[START]

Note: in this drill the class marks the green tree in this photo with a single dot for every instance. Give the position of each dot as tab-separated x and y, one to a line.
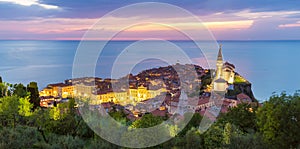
148	120
34	94
278	121
193	139
241	116
193	122
9	105
19	90
25	106
213	137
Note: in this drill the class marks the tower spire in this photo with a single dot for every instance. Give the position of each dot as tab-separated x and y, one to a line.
220	56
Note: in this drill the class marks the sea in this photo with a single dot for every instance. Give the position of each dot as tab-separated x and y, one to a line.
270	66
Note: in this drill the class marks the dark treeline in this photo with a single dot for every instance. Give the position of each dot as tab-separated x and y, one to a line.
24	124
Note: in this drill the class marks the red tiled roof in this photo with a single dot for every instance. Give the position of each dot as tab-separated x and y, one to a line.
203	101
242	96
158	112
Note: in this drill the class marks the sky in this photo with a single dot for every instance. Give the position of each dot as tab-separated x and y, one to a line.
226	19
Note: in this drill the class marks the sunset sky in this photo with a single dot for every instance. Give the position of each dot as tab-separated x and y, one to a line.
227	19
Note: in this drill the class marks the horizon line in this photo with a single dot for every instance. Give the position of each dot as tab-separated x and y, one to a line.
150	40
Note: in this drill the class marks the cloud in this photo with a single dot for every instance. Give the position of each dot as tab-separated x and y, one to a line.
30	3
297	24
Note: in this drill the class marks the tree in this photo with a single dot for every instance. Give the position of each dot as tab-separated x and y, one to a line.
193	139
19	90
34	94
241	116
148	120
194	122
278	121
9	105
213	137
25	106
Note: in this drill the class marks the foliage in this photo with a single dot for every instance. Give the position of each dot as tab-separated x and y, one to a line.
148	120
9	105
25	107
193	139
34	94
279	121
242	117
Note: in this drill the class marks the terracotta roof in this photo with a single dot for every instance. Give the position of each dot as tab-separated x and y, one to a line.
57	85
158	112
203	101
242	96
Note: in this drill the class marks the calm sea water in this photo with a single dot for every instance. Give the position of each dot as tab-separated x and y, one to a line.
271	66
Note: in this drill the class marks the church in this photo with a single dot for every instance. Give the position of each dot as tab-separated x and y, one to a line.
224	74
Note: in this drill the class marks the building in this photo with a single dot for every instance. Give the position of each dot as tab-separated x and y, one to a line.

[END]

All of the entries need to be transcribed word for word; pictures are left out.

[Full output]
Note: in this drill the class marks the green tree in this photo with a single dot for every instance. Give the position of each dot as tab-separated x and y, one to a line.
148	120
34	94
278	121
193	139
241	116
193	122
9	105
19	90
25	106
213	137
Note: in this drill the class marks the tower spire in this photo with a single dot for every instance. Give the position of each dot as tab-separated x and y, one to a line.
220	56
Note: in this drill the class marks the sea in this photo with a single dot for every instance. Give the position of each dot as tab-separated x and y, one to a line.
270	66
Note: in this drill the class marks the dark treeline in this photo with a single dot for every instance. Give the position of each dot as tab-separated x and y, one to a line.
24	124
Note: in this drill the class marks the red tiled roof in this photo with a single dot for every instance. Give the position of each dot as tab-separated x and y, one to a line.
203	101
242	96
158	112
Note: in this drill the class marks the sky in this photo with a single dot for every instance. Give the position of each dot as tab-separated x and y, one to a line.
226	19
Note: in this drill the class marks the sunset sky in this photo with a single dot for every instance. Give the position of each dot as tab-separated x and y, one to a line.
227	19
Note: in this drill the class marks the horizon line in this photo with a single dot for every instance. Give the position of each dot as tab-separated x and y, one to a line.
150	40
Note: in this drill the class marks the cloud in this photo with a single dot for every instance. Give the position of each dot as tab-separated x and y, one to a line.
30	3
297	24
Note: in this drill the class marks the tree in this photo with a single dot for every instance. Give the position of each dot as tab-separated x and y, one to a line.
193	139
19	90
34	94
241	116
148	120
194	122
278	121
9	105
213	137
25	106
Note: in this drill the class marks the foliage in this photo with a single dot for every instance. Give the position of each dot as tab-separated x and y, one to a line.
148	120
9	105
25	107
193	139
34	94
279	121
242	117
Note: in this drill the class marks the terracotta roof in this photo with a single dot for every instance. Give the position of each dot as tab-separated x and y, one to a line.
57	85
158	112
203	101
242	96
Note: in this drill the class marks the calm sea water in this photo with a single dot for every instance. Give the position of each dot as tab-separated x and y, one to a line.
271	66
Note: in this drill the class marks the church in this photo with a single dot for every instance. Give the position of each dot as tab-separated x and y, one to a line.
224	74
Note: in this drill the class marks the building in this photo with a single dot for every instance. Give the position of each dot as tab-separated x and y, one to a line.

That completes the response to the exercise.